### What the task requires
Give back exactly the lines running from the line with "Target: blue sky" to the end of the entries, and only those lines.
>> start
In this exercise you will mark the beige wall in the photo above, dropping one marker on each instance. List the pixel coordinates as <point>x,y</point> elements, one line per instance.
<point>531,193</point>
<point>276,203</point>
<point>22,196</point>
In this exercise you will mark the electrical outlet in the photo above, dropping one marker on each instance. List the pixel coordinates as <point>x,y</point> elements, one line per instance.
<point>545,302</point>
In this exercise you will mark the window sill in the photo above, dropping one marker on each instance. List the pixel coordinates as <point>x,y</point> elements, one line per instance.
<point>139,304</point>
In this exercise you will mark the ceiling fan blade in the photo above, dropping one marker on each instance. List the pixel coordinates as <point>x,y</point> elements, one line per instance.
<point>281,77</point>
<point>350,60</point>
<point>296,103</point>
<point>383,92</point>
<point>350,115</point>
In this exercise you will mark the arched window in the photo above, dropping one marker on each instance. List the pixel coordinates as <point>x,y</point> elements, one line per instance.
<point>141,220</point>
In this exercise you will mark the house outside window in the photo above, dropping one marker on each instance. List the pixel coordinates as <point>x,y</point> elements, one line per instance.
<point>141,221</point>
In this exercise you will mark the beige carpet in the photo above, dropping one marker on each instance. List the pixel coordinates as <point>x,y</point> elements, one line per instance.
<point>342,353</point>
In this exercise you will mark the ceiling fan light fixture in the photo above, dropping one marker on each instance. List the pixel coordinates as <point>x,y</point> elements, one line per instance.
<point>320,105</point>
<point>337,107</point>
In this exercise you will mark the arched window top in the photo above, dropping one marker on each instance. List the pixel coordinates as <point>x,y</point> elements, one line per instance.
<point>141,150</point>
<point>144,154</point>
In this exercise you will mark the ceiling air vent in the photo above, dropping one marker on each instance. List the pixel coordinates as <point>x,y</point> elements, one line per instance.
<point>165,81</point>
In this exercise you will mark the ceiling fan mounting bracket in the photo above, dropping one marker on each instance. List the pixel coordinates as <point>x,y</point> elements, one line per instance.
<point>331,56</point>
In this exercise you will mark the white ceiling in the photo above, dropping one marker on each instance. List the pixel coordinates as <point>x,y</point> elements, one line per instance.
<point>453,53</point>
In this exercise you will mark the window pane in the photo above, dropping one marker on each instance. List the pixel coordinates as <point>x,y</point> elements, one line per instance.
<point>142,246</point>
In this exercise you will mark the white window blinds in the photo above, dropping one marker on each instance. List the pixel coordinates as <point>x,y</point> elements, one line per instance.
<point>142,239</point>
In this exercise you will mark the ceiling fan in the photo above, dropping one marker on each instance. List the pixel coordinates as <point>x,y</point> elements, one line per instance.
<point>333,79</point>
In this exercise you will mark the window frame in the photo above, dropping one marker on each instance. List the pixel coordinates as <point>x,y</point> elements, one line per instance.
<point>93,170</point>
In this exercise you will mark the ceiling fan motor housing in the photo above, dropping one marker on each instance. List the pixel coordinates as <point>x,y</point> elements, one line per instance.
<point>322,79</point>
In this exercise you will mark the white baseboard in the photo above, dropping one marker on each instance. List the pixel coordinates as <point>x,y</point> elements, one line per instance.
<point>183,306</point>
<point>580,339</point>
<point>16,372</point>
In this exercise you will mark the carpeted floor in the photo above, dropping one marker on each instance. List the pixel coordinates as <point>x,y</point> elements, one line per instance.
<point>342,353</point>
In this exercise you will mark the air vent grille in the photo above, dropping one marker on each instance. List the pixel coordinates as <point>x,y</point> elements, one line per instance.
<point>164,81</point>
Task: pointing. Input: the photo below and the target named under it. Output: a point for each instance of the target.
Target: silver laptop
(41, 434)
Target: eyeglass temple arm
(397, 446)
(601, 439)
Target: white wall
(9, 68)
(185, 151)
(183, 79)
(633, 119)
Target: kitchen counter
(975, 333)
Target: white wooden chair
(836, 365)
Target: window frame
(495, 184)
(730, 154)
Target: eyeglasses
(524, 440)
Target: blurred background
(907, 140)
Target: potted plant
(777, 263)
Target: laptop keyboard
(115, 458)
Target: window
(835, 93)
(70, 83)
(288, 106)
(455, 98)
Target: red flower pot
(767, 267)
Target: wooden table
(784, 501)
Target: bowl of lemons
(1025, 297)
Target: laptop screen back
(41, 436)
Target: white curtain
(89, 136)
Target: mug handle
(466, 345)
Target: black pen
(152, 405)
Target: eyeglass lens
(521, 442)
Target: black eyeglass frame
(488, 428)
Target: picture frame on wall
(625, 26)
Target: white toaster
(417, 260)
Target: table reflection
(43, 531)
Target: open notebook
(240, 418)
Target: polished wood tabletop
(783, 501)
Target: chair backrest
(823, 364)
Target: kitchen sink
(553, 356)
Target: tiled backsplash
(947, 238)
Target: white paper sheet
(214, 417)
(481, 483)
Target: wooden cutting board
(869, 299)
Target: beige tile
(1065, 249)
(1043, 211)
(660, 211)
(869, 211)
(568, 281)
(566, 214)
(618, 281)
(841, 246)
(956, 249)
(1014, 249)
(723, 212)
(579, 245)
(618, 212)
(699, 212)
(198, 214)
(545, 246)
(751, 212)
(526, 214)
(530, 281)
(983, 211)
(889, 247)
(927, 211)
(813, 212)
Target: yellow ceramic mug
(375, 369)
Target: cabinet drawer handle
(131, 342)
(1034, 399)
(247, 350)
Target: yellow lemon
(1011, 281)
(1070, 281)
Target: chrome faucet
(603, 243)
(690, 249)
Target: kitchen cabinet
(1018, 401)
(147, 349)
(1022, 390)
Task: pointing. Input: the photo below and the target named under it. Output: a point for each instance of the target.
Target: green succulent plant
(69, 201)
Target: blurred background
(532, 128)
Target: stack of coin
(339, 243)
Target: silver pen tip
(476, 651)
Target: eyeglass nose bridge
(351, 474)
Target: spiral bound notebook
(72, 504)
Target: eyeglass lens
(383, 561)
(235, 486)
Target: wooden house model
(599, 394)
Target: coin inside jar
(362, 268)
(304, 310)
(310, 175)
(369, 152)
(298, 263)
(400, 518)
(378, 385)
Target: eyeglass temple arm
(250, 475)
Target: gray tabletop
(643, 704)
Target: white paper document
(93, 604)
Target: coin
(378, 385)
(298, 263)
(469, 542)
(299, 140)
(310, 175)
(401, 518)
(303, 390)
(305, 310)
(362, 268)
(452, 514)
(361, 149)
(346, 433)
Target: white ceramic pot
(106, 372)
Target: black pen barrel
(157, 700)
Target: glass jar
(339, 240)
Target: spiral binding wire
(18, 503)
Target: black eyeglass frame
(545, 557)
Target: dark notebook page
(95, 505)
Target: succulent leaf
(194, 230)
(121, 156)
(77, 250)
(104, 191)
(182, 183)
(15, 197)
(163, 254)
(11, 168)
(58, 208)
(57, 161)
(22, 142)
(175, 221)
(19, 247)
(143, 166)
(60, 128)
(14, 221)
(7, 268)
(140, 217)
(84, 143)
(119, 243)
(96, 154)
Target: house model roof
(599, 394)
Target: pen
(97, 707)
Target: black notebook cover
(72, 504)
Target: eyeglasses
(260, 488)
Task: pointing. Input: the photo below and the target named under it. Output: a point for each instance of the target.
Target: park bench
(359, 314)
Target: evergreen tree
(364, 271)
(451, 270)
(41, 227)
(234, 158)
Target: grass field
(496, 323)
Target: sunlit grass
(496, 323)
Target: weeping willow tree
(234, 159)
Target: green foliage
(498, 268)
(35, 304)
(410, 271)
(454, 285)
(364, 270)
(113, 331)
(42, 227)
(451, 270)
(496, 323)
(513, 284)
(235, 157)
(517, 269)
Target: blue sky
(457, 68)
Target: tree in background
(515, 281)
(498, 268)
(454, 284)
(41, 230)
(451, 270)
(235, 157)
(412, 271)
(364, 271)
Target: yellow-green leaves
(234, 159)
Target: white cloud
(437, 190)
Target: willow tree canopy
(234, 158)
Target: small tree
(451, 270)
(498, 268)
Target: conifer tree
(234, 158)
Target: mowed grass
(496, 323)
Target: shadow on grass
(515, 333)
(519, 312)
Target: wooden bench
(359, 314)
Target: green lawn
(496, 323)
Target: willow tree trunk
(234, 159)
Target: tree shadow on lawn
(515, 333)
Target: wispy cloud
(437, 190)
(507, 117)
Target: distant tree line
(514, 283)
>> end
### Solution for this task
Target: blue sky
(457, 68)
Target: tree in background
(515, 281)
(498, 268)
(454, 284)
(41, 230)
(451, 270)
(235, 157)
(412, 271)
(364, 271)
Target: yellow-green leaves
(234, 159)
Target: white cloud
(437, 190)
Target: willow tree canopy
(234, 158)
Target: small tree
(451, 270)
(498, 268)
Target: conifer tree
(234, 158)
Target: mowed grass
(496, 323)
Target: shadow on grass
(515, 333)
(519, 312)
Target: wooden bench
(359, 314)
Target: green lawn
(496, 323)
Target: willow tree trunk
(234, 159)
Target: tree shadow on lawn
(515, 333)
Target: wispy cloud
(437, 190)
(507, 117)
Target: distant tree line
(514, 283)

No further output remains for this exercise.